(TEXT EXCERPT)
==============================

Understanding the DSSHA1 Synthesizable SHA-1 Coprocessor

Abstract: Challenge-and-response authentication requires a MAC originator and a MAC recipient to compute a message authentication code based on a hidden secret and public data. The originator is typically a SHA-1 authenticator or a protected memory with SHA-1 engine. The MAC recipient is the application's host processor. This application note describes the DSSHA1 synthesizable SHA-1 coprocessor, which can be implemented in an application-specific integrated circuit (ASIC) or field-programmable gate array (FPGA) as alternative to the DS2460 SHA-1 coprocessor or a microprocessor-based implementation.


Challenge-and-response authentication is based on the computation of message authentication codes (MACs). The method involves two entities, the MAC originator and MAC recipient, which share a hidden secret. To prove the authenticity of the MAC originator, the MAC recipient generates a random number and sends it as a challenge to the originator. The MAC originator must then compute a new MAC based on the secret, message, and challenge and send it back to the recipient. If the originator proves capable of generating a valid MAC for any challenge, it is very certain that it knows the secret and therefore can be considered authentic. A thoroughly scrutinized and internationally certified algorithm to compute message authentication codes is SHA-1, which was developed by the National Institute of Standards and Technology (NIST).

==============================

(RECORDS SHOWN)
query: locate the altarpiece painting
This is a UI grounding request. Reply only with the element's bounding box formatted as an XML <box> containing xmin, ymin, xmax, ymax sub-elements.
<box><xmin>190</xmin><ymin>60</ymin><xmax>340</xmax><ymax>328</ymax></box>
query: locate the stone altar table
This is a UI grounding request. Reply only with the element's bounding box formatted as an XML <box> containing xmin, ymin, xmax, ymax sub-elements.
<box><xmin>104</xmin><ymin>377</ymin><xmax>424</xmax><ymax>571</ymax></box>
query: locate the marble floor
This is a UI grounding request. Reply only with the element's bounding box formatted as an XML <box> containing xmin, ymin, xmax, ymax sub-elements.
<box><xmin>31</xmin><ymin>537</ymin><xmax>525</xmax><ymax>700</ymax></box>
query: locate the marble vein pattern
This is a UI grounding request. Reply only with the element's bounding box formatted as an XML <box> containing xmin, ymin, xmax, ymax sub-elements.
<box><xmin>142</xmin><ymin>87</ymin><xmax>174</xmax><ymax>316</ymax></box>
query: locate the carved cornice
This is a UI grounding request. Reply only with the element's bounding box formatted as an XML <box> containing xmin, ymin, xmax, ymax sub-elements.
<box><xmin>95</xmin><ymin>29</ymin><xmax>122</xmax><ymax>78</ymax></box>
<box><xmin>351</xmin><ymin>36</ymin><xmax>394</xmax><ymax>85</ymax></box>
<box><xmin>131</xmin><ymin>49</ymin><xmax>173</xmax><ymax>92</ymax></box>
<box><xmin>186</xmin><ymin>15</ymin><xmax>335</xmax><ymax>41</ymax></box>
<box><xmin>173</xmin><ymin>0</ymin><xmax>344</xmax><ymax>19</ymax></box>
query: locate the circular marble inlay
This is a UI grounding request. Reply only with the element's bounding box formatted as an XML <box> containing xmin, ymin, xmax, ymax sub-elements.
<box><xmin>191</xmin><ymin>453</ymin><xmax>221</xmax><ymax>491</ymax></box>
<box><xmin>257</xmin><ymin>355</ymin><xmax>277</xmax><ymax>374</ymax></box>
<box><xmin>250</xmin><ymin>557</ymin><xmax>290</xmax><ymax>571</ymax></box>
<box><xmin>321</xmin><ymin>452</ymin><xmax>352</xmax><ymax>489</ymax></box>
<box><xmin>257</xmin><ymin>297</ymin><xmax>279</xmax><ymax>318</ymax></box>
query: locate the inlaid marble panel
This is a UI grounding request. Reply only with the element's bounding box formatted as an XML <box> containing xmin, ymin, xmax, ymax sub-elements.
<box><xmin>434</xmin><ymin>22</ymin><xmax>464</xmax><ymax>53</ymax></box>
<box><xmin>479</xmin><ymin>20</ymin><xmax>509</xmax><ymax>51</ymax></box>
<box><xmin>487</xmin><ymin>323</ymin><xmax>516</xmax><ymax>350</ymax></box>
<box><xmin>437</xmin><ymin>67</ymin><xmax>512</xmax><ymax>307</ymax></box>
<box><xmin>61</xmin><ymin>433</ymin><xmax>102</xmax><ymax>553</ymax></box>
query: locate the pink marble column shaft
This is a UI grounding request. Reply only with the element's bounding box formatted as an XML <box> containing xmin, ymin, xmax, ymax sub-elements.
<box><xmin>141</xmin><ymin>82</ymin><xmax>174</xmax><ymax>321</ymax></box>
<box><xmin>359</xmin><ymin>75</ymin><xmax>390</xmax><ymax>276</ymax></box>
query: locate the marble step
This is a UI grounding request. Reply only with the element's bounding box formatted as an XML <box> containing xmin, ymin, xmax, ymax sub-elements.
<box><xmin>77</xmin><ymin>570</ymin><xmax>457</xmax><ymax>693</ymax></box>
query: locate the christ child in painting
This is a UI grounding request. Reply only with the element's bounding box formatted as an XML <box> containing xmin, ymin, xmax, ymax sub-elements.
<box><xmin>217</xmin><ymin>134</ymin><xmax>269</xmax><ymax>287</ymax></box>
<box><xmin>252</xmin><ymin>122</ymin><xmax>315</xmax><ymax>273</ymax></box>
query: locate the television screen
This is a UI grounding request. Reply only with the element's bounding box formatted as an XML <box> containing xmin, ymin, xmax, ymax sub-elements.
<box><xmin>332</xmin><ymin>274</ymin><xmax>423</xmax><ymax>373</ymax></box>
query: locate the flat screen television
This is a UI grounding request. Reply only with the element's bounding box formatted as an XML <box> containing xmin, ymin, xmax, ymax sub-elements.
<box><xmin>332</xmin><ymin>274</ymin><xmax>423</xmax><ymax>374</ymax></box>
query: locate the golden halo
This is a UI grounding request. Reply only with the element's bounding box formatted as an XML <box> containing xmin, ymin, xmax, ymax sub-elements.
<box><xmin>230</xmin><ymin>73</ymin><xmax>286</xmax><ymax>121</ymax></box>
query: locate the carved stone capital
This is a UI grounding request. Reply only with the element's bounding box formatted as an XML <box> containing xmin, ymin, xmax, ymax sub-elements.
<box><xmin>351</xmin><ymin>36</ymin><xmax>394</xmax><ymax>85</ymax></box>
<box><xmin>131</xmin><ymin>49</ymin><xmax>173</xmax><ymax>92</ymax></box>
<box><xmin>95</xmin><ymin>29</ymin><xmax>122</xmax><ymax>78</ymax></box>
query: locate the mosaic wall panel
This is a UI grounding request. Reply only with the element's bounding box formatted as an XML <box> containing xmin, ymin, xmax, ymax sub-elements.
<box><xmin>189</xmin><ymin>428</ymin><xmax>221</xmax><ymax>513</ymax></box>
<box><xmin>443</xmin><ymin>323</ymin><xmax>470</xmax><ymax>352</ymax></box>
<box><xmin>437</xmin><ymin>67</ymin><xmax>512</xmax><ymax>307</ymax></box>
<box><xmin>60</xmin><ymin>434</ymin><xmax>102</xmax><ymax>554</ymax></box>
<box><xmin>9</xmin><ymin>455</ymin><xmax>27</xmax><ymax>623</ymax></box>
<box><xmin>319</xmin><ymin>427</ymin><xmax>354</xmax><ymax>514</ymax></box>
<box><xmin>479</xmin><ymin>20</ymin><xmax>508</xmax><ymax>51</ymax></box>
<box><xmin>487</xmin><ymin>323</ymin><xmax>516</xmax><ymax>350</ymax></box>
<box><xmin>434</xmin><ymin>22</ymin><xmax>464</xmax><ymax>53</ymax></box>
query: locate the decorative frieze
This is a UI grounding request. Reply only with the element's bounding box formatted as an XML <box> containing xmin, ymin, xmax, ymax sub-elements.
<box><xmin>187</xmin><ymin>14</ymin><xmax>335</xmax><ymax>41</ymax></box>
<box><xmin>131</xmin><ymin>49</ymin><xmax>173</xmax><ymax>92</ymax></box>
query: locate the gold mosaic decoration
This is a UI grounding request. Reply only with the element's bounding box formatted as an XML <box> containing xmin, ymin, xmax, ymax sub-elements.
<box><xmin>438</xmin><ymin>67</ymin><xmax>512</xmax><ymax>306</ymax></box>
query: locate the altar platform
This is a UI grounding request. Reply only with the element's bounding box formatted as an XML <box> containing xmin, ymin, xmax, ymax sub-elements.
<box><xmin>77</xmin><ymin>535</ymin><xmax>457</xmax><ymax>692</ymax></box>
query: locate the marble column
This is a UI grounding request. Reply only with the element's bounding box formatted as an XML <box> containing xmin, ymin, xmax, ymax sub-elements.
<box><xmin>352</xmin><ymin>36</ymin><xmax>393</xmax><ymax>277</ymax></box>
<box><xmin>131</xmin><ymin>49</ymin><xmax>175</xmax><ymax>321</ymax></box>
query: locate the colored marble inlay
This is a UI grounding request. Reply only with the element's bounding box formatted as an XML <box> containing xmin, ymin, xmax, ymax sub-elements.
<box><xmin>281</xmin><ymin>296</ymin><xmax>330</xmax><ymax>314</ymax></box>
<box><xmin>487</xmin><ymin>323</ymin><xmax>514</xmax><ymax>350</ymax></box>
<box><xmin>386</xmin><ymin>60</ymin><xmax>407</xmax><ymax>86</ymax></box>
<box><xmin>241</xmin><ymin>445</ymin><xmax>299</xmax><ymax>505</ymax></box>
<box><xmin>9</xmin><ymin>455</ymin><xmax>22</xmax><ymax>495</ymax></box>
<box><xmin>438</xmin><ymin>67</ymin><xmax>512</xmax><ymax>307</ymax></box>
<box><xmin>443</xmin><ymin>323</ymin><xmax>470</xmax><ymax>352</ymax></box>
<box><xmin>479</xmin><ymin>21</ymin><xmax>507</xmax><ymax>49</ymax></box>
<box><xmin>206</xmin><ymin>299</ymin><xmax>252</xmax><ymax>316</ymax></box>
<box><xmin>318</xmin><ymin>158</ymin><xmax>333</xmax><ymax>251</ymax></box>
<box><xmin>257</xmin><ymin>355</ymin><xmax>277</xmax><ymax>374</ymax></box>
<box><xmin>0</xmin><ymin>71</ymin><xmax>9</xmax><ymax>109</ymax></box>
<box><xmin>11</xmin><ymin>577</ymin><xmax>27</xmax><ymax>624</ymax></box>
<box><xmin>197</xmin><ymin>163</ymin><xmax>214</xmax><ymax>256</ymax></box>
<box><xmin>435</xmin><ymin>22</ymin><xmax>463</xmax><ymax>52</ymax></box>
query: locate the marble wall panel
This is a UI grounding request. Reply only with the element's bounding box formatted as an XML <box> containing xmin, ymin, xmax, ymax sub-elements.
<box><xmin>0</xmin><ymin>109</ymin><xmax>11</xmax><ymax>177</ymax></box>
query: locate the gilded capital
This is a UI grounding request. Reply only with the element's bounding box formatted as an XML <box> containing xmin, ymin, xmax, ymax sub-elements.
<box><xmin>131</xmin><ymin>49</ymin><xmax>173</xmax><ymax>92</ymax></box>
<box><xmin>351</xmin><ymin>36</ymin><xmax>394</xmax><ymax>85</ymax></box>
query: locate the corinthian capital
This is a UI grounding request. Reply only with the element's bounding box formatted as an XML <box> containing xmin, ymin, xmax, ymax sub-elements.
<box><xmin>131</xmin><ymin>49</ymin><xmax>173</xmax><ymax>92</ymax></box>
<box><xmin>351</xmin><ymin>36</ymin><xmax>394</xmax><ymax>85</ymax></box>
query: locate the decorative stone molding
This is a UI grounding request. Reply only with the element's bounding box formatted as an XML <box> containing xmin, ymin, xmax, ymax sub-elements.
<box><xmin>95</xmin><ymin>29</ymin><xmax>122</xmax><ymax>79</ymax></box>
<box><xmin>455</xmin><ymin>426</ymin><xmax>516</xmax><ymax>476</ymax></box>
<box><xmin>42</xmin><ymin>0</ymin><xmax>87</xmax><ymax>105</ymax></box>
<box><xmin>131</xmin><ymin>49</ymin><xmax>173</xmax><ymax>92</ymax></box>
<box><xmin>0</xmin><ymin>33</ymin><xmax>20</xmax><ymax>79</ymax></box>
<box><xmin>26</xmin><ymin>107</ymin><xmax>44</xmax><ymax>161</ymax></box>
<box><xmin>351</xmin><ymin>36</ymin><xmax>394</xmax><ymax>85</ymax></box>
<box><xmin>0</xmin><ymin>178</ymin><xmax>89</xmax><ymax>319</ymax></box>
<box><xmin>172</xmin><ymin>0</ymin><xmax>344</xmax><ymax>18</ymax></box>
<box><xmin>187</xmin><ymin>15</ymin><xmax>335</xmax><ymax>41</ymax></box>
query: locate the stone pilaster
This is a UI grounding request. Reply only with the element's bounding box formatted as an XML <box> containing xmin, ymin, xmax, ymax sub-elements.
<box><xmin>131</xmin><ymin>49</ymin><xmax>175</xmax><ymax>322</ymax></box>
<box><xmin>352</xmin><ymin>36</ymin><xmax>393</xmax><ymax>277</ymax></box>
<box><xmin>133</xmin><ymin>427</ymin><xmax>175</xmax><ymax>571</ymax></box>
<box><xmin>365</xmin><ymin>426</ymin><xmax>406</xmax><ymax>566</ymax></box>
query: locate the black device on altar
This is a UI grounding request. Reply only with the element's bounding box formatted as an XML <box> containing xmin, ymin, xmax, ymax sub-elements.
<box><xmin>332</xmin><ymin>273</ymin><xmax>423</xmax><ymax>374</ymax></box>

==============================

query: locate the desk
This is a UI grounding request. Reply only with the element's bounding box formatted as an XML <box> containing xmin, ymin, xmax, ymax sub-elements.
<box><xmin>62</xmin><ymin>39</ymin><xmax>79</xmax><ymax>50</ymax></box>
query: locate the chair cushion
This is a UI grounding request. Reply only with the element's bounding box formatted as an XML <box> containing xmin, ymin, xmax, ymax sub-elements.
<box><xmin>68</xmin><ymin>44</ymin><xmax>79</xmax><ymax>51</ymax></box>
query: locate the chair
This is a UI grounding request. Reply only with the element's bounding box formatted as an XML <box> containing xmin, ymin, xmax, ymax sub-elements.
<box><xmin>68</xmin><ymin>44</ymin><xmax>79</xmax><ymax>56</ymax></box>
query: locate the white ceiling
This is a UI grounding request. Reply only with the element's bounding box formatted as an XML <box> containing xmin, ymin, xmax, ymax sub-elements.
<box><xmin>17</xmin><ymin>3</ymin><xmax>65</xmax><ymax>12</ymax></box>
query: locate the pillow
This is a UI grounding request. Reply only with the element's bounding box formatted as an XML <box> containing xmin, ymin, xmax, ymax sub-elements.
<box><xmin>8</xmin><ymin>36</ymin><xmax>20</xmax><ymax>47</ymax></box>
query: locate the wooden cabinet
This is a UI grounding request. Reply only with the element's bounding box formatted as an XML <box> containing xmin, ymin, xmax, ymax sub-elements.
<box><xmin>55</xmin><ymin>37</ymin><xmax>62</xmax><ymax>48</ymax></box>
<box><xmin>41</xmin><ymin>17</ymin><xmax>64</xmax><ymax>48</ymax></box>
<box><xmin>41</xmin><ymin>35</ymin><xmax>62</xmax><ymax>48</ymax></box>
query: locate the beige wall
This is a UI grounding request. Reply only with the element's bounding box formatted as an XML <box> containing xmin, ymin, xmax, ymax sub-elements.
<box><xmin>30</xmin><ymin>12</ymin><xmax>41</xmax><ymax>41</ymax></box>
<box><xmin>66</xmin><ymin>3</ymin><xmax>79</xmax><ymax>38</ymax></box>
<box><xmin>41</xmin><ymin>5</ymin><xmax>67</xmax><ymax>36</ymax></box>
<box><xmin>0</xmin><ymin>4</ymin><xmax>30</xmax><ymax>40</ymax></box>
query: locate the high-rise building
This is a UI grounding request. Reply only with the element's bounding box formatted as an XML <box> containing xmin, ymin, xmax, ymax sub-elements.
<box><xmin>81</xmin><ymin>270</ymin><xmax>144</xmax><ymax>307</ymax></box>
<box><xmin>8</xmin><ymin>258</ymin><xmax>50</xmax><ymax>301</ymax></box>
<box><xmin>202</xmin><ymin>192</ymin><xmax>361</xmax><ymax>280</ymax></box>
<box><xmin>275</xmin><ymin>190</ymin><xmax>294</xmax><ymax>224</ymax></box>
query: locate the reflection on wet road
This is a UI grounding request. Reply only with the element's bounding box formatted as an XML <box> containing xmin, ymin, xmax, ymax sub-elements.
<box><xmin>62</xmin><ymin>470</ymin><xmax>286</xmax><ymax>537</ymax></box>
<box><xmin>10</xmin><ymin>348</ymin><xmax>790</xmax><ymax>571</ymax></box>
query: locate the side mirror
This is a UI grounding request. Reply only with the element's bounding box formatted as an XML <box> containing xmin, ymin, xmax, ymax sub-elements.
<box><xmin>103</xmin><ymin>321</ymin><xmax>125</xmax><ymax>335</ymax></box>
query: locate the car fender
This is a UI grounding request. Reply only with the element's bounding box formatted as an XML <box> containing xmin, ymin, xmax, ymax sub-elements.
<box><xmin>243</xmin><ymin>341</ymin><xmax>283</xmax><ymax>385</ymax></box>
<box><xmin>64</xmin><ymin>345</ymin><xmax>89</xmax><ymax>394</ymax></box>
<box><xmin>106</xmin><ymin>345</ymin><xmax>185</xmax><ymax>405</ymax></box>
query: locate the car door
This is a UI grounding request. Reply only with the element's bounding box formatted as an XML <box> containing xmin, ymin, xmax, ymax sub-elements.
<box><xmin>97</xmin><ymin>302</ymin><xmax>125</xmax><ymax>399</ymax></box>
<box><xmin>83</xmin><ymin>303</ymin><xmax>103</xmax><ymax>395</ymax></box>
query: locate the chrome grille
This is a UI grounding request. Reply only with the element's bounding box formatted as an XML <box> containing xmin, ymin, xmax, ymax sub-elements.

==============================

Translate this sentence from the SHA-1 coprocessor text into Spanish: "To prove the authenticity of the MAC originator, the MAC recipient generates a random number and sends it as a challenge to the originator."

Para demostrar la autenticidad del originador del MAC, el receptor del MAC genera un número aleatorio y lo envía como desafío al originador.